Task inputs:
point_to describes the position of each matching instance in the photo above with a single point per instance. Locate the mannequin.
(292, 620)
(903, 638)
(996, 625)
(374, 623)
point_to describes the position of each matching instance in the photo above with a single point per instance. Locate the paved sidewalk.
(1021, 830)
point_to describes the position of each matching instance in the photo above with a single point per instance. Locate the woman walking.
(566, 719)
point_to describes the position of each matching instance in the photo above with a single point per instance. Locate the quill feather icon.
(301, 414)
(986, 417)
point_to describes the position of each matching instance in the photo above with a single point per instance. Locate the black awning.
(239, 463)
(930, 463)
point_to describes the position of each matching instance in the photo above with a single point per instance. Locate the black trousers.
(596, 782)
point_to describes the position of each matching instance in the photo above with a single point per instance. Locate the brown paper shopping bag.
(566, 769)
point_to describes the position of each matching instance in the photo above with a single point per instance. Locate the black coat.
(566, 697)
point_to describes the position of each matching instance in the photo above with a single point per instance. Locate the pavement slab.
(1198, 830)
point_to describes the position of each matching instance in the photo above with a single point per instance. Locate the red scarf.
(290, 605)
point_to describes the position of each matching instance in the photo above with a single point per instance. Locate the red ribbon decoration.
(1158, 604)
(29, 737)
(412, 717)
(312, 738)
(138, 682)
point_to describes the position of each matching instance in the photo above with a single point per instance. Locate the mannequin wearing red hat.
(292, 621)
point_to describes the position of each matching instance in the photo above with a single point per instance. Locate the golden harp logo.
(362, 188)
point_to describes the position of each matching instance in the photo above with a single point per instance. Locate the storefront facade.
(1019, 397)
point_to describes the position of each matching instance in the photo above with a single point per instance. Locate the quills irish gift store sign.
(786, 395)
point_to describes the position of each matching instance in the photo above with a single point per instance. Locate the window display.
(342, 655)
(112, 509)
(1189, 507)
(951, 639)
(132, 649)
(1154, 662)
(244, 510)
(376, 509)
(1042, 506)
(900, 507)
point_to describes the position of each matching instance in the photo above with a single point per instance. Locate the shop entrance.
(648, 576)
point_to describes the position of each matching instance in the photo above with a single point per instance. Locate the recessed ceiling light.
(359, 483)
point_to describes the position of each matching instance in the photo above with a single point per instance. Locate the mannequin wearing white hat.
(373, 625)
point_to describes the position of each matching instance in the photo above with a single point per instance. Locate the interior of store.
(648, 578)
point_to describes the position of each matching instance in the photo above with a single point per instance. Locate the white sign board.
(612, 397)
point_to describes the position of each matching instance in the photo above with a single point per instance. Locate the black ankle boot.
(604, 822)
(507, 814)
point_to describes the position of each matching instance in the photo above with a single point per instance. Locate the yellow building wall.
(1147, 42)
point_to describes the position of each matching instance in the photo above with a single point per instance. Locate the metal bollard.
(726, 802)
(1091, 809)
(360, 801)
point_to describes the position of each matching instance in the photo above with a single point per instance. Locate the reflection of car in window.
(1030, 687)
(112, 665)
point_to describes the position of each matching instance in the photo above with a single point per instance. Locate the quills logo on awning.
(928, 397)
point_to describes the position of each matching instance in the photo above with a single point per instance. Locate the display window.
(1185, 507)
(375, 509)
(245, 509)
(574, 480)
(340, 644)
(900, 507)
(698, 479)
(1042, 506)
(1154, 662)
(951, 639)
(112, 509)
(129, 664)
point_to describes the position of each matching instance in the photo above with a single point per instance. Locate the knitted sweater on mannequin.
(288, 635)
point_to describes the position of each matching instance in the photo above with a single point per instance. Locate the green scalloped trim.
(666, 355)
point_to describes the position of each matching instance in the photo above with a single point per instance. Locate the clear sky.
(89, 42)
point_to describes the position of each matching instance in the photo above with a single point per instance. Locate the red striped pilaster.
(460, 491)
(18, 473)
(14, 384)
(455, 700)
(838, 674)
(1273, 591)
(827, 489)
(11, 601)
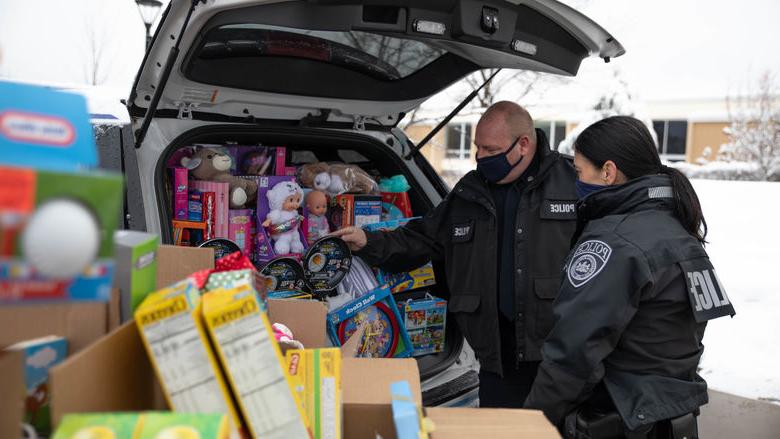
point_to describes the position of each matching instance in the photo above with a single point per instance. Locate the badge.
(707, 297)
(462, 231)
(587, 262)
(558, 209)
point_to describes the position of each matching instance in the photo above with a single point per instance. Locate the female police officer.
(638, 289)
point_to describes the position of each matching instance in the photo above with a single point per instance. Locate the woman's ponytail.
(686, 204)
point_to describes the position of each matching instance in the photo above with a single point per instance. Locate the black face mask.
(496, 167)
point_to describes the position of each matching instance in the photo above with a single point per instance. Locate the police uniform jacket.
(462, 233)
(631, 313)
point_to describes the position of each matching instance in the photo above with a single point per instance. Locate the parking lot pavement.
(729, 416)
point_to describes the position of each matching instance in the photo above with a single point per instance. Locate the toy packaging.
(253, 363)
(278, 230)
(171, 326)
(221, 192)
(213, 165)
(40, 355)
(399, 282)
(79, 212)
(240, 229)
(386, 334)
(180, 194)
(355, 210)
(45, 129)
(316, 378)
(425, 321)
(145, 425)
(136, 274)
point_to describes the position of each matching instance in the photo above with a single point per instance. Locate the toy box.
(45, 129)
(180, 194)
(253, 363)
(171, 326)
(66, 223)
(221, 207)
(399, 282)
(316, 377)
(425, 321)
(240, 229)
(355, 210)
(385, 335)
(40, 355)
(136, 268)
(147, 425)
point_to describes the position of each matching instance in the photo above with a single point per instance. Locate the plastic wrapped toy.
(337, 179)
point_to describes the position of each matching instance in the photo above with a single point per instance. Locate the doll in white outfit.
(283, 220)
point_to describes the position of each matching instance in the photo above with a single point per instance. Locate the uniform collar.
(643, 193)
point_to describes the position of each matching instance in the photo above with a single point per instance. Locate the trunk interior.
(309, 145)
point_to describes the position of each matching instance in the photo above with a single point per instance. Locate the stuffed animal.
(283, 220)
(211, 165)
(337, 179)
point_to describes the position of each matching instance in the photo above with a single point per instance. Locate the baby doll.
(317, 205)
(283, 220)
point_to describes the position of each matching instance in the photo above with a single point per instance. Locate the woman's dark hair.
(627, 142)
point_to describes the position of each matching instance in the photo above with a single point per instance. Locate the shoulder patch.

What the exercise asks:
Return the data exactly. Do not carry over any images.

Answer to the exercise:
point_to describes the position of each matching instance in the photo above with a single point per instance. Locate the mannequin.
(292, 620)
(903, 638)
(996, 625)
(374, 623)
point_to describes the position of each matching instance in the photo above with a single point per instance. Locate the paved sidewalk.
(1021, 830)
point_to describes the position of each matching instance in the photo above with a single point per instance. Locate the woman walking.
(566, 719)
point_to describes the position of each matching instance in the photo above with a single point per instance. Locate the quill feather icon.
(301, 414)
(986, 417)
point_to describes the position of each matching instance in the photo above with a single point per instance. Locate the black awning.
(239, 463)
(930, 463)
point_to describes the position of each matching instance in the photo above with a single point per instance. Locate the black trousers.
(596, 782)
point_to describes the position of each matching instance in the photo above with a single point per instance. Locate the brown paper shopping bag.
(566, 769)
point_to describes the position of each matching instance in the photo above with a single point per instance. Locate the black coat.
(566, 697)
point_to describes the position of each matching instance in the photo above with a single point per instance. Locate the pavement slab.
(1198, 830)
point_to describes the position of each matching instance in the photo above with a single point per instance. Locate the red scarf.
(290, 605)
point_to describes the position of each matching instance in the photo above with a single point per instance. Locate the red ribbon decoration.
(1158, 604)
(29, 737)
(412, 717)
(312, 738)
(138, 682)
point_to describes the position of each matching instance in the photo above with a single point per instance. Locate the mannequin wearing red hat.
(292, 621)
point_to describes the position of each matching instance in the photo above with a single point per instance. Locate the golden harp logo.
(362, 188)
point_to describes the position of each matching instance in the photo above with a single point per instance. Locate the storefront facade.
(1019, 397)
point_to describes the position of each matching instance in the photo above with a single point per instance. Locate the quills irish gift store sign.
(786, 395)
point_to describes the position of each matching instance in the photo above with a single point per instance. Locate the window display.
(342, 655)
(112, 509)
(1189, 507)
(951, 639)
(132, 649)
(1154, 662)
(244, 510)
(376, 509)
(1042, 506)
(900, 507)
point_to describes the position of each matching instance in the photo above with a single point per instance. Locate the shop entrance.
(648, 576)
point_to describes the position of each matching instance in the photo above with a single point per instance. Locate the recessed ceiling light.
(359, 483)
point_to describes the position of each matching instance in the photo above with a single point per instance. Locate the mannequin wearing white hat.
(373, 625)
point_to describes the position of each matching instance in the photo above with a single point per instance. Locate the interior of store.
(648, 578)
point_to describes the position of each matching instance in the photo above with a single point per instance. Locate the white sign board.
(612, 397)
point_to describes the position of each matching instance in the photo above with a single point per instance. Locate the black ankle boot.
(604, 822)
(507, 814)
point_to describes the position of each matching instance in the photo above with a single point per instance. Locate the yellow building wall.
(1147, 42)
point_to describes the position of each matching instance in the photo above with a single point per instance. Locate the metal bollard.
(726, 802)
(1091, 809)
(360, 801)
point_to describes the position of each matching instance in the photo above with a single point per instance. Locate the reflection of car in window.
(1030, 687)
(112, 665)
point_to describes the position of each matching instance in the photo above with a single point per instance. Locate the quills logo on awning.
(928, 397)
point_to describes the position of each matching instance in the photo above with a single point per instance. Locate the display window.
(1185, 507)
(375, 509)
(245, 509)
(574, 480)
(340, 644)
(900, 507)
(698, 479)
(1042, 506)
(1154, 662)
(951, 639)
(112, 509)
(129, 664)
point_to describes the position of each matching instance in the photo above with a single point per instance. Locate the knitted sweater on mannequin.
(288, 635)
point_to describes the position of each matching instance in the photo above with a single point per instance. Locate the green scalloped trim.
(666, 355)
point_to describes the position of each matching instance in the photo above with a single point per instance. Locate the clear sky.
(89, 42)
point_to describes the position of each matching instance in the photo above with a single point per instance. Locate the red striped pilaster.
(460, 491)
(18, 473)
(14, 384)
(455, 700)
(838, 674)
(1273, 591)
(827, 489)
(11, 601)
point_to describes the position of each matching instance in the photo above with a single point per instance. Locate the badge.
(707, 297)
(462, 231)
(587, 262)
(558, 209)
point_to describes the position of each matching instance in the photo above with a single point per instance. Locate the female police officer.
(638, 289)
point_to describes the position of each matching instance in the photo above with a single point per instance. Locate the woman's ponytail.
(686, 204)
point_to describes the position of each matching instance in the photo above with a single point per instance. Locate the black face mask.
(496, 167)
point_to describes the position of each matching instance in the photo above with a single point per instance. Locate the police uniform jacket.
(462, 233)
(631, 313)
point_to describes the position of each matching instance in the photo above with a single point per instance. Locate the parking lot pavement.
(729, 416)
point_to describes the position of each matching instance in the photo above with a single point per instance. Locate the toy packaging.
(253, 363)
(278, 230)
(171, 326)
(221, 192)
(213, 165)
(40, 355)
(399, 282)
(79, 212)
(240, 229)
(386, 334)
(180, 194)
(355, 210)
(45, 129)
(316, 378)
(425, 321)
(145, 425)
(136, 274)
point_to describes the position of each matching instance in the photo above with a single point per instance. Locate the toy box.
(45, 129)
(180, 194)
(253, 363)
(171, 326)
(66, 223)
(221, 207)
(399, 282)
(316, 377)
(425, 321)
(240, 229)
(355, 210)
(385, 335)
(40, 355)
(136, 268)
(147, 425)
point_to describes the position of each matching instance in the photo above with a single point per instance. Locate the plastic wrapped toy.
(337, 179)
point_to describes the position of each matching instance in the photo above with a single point per instance. Locate the doll in white outfit.
(283, 220)
point_to describes the position of each matching instance in the photo above with a single point per instance. Locate the uniform collar.
(643, 193)
point_to describes the position of each matching instance in the photo above with a single point per instance. Locate the trunk interior.
(309, 145)
point_to describes the position of each matching instance in the photo above with a single point per instance. Locate the stuffed animal.
(283, 220)
(211, 165)
(337, 179)
point_to describes the position of each matching instance in the photo above with a single point per instance. Locate the baby doll.
(317, 205)
(283, 220)
point_to describes the position of each matching instance in the photo above with a single point per instance. Locate the woman's dark hair.
(627, 142)
point_to describes the position of each matching instance in the photo above with a single point per instance. Locate the shoulder patch.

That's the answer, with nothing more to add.